= AIM =
The data must be returned in full and exactly as given.

= EXERCISE INPUTS =
>>
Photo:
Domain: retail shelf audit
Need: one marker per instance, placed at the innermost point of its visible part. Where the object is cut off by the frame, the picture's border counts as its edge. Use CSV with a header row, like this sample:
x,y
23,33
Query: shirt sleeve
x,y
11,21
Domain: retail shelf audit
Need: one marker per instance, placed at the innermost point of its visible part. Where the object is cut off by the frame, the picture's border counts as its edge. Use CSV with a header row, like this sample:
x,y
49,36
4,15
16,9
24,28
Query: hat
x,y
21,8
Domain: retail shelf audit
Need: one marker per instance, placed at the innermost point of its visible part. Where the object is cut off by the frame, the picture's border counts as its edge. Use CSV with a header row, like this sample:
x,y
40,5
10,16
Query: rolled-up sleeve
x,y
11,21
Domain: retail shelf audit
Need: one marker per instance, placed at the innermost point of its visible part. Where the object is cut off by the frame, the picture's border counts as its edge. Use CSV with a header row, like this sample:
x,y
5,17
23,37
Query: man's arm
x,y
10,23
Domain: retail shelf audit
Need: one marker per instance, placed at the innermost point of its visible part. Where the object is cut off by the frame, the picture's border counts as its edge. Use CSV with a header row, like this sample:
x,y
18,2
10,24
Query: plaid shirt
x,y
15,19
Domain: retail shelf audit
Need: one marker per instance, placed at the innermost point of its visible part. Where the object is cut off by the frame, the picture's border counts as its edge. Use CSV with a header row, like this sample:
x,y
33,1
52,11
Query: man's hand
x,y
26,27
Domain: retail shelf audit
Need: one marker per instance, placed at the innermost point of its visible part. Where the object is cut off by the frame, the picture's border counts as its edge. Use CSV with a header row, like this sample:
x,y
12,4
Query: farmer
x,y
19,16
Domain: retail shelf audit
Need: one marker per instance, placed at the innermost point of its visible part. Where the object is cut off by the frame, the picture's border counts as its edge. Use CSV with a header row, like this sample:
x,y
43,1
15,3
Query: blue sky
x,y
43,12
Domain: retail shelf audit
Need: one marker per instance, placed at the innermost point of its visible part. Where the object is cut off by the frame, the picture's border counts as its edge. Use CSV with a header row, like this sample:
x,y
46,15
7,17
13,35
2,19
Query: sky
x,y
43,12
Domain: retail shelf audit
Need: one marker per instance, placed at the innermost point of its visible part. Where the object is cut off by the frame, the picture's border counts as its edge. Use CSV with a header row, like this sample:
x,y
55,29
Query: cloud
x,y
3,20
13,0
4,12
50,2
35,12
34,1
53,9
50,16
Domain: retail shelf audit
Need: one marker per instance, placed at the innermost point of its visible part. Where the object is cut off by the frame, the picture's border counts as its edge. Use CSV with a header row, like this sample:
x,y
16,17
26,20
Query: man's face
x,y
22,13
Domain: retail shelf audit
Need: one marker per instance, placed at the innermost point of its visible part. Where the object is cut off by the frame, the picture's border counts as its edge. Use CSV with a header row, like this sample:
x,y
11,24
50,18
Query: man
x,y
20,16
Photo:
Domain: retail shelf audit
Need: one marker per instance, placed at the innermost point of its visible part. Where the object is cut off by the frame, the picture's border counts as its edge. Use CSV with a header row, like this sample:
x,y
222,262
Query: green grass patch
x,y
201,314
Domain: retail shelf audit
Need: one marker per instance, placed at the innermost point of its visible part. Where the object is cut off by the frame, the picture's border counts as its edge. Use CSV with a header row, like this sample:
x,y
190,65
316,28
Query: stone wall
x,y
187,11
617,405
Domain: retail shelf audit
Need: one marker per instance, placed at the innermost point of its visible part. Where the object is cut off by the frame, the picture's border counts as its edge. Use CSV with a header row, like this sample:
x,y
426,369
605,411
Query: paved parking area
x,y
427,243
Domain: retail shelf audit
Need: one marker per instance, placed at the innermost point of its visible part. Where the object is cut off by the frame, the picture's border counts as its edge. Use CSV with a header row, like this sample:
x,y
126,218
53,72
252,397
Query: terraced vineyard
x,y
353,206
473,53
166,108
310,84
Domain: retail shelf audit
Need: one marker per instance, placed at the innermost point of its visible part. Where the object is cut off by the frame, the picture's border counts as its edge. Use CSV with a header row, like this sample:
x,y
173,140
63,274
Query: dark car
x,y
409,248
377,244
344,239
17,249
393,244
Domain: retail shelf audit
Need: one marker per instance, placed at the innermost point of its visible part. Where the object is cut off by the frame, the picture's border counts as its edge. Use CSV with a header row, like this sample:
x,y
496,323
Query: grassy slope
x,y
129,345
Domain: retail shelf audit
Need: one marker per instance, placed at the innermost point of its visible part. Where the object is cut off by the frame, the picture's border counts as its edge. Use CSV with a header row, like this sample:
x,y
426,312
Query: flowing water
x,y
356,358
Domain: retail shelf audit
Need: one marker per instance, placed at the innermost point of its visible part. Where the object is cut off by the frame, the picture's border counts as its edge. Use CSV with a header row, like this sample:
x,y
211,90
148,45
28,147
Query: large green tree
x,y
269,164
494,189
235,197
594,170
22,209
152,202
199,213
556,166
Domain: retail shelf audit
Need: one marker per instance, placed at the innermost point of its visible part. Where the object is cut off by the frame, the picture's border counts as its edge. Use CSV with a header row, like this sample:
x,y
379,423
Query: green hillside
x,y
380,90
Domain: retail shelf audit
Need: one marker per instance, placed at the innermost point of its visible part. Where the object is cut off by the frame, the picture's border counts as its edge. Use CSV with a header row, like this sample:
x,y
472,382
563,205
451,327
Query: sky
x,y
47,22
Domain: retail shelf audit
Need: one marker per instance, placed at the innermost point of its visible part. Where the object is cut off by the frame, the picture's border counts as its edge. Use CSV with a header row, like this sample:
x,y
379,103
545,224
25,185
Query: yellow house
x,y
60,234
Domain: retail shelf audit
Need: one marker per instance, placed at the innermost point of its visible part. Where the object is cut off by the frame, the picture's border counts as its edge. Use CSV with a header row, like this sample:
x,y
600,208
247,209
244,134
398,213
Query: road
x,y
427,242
<<
= EXPECTED ANSWER =
Photo:
Domain: retail shelf audit
Need: one marker per instance, placed at the innermost point of its visible part. Where the object is cut off by the frame, the picture's border counts as its edge. Use CSV with a header row, like this sample:
x,y
23,33
Query: shirt sleeve
x,y
11,21
Domain: retail shelf audit
Need: one marker per instance, placed at the innermost point of its visible part. Where the object is cut off by the frame, the picture's border counts as its edge. Use CSV with a header row, like this sample:
x,y
49,36
4,15
16,9
24,28
Query: hat
x,y
21,8
Domain: retail shelf audit
Need: one marker per instance, placed at the innermost point of its visible part. Where the object is cut off by the frame, the picture's border counts as its edge. Use CSV with a header row, like this sample:
x,y
40,5
10,16
Query: rolled-up sleeve
x,y
11,21
Domain: retail shelf audit
Need: one marker per instance, placed at the innermost point of its visible part. Where the object is cut off by the frame, the picture's border counts as its edge. Use CSV with a header row, like this sample:
x,y
5,17
23,37
Query: man's arm
x,y
10,23
Domain: retail shelf audit
Need: one marker per instance, placed at the innermost point of its visible part. Where the object is cut off by the frame, the picture's border counts as its edge. Use CSV with a header row, like this sample:
x,y
18,2
10,24
Query: plaid shirt
x,y
15,19
Domain: retail shelf audit
Need: one marker per instance, placed at the innermost point of its visible part. Where the object is cut off by the frame, the picture's border counts as its edge. Use CSV with a header row, like this sample:
x,y
33,1
52,11
Query: man's hand
x,y
26,27
Domain: retail shelf audit
Need: one marker per instance, placed at the innermost point of its visible part. Where the object is cut off by the frame, the picture's border counts as its edge. Use CSV with a header row, like this sample:
x,y
12,4
Query: farmer
x,y
19,16
Domain: retail shelf audit
Need: one marker per instance, placed at the innermost point of its visible part. Where the object is cut off by the frame, the picture's border counts as its edge. Use CSV with a header row, like this sample:
x,y
43,1
15,3
Query: blue sky
x,y
43,12
Domain: retail shelf audit
Need: one marker per instance, placed at the innermost point of its visible part. Where the object is cut off by the frame, the picture's border counts as its edge. Use CSV with a header row, like this sample:
x,y
46,15
7,17
13,35
2,19
Query: sky
x,y
43,12
Domain: retail shelf audit
Need: one marker per instance, placed at the innermost point of its visible part. Where the object is cut off by the frame, the picture's border counts as its edge. Use CSV with a header row, like this sample:
x,y
55,29
Query: cloud
x,y
3,20
13,0
4,12
50,2
35,12
34,1
53,9
50,16
Domain: retail shelf audit
Need: one marker per instance, placed at the innermost point of its visible part. Where the object is cut off by the frame, the picture's border counts as its edge. Use CSV with a header row, like this sample:
x,y
16,17
26,20
Query: man's face
x,y
22,13
Domain: retail shelf audit
Need: one marker per instance, placed at the innermost point of its visible part. Where the object is cut off by the frame, the picture's border counts as its edge. Use CSV with a header row, like this sample:
x,y
11,24
50,18
Query: man
x,y
20,16
Photo:
Domain: retail shelf audit
Need: one marker per instance, placed at the innermost point of its visible part. Where the object is cut off by the frame, the picture's border counts as its edge. Use CSV with a header row, like this sample:
x,y
222,262
Query: green grass patch
x,y
201,314
Domain: retail shelf audit
Need: one marker per instance, placed at the innermost point of its visible part. Where the object is cut off by the frame, the picture's border counts as its edge. Use CSV with a header row, like this sample:
x,y
190,65
316,28
Query: stone wall
x,y
187,11
617,405
Domain: retail shelf audit
Need: one marker per instance, placed at the innermost point of its visible part. Where the object is cut off by the frame, the picture's border counts as its edge. Use CSV with a header row, like this sample:
x,y
426,369
605,411
Query: paved parking area
x,y
427,243
Domain: retail shelf audit
Need: one marker per instance, placed at the innermost point of its visible part. Where the object is cut off by the frame, the picture's border counts as its edge. Use CSV with a header row, like this sample:
x,y
126,218
53,72
252,397
Query: terraced vineyard
x,y
353,206
473,53
166,108
310,84
Domain: retail shelf audit
Need: one marker per instance, placed at the innermost point of its visible part. Where the object is cut off by the frame, the picture's border counts as its edge. Use CSV with a header row, like this sample:
x,y
173,140
63,274
Query: dark car
x,y
409,248
377,244
344,239
17,249
393,244
Domain: retail shelf audit
Need: one marker per instance, placed at the innermost point of its visible part. Where the object is cut off by the frame, the picture's border counts as its edge. Use CSV with a header row, like this sample:
x,y
496,323
Query: grassy slope
x,y
129,345
Domain: retail shelf audit
Need: one marker per instance, placed at the innermost point of its visible part. Where the object is cut off by the frame, the picture's border counts as its edge. Use CSV with a header row, like this sample:
x,y
426,312
Query: flowing water
x,y
356,358
Domain: retail shelf audit
Need: one marker per instance, placed at the innermost point of its visible part. Where the object is cut off by the frame, the picture's border counts as its edge. Use CSV with a header row, like this sample:
x,y
211,90
148,45
28,147
Query: large green tree
x,y
269,164
494,189
235,197
594,170
22,209
152,202
199,213
556,166
Domain: retail shelf audit
Need: one marker per instance, placed at the innermost point of its visible part. Where the object is cut off by the frame, the picture's border counts as its edge. Use CSV with a header row, like this sample:
x,y
379,423
Query: green hillside
x,y
380,90
Domain: retail shelf audit
Need: one marker per instance, placed at the innermost point of its visible part. Where the object is cut off by the frame, the picture's border counts as its edge. Use CSV with a header row, like this sample:
x,y
472,382
563,205
451,327
Query: sky
x,y
47,22
Domain: retail shelf audit
Need: one marker per instance, placed at the innermost point of its visible part. Where the object is cut off by the frame, the picture's border counts as its edge. Use CSV with a header row, like this sample:
x,y
379,103
545,224
25,185
Query: yellow house
x,y
60,234
Domain: retail shelf audit
Need: one marker per instance, placed at the innermost point of its visible part. Where the object is cut off by the frame, the picture's border counts as its edge. Use CSV with a header row, like this sample:
x,y
600,208
247,209
244,134
398,213
Query: road
x,y
427,242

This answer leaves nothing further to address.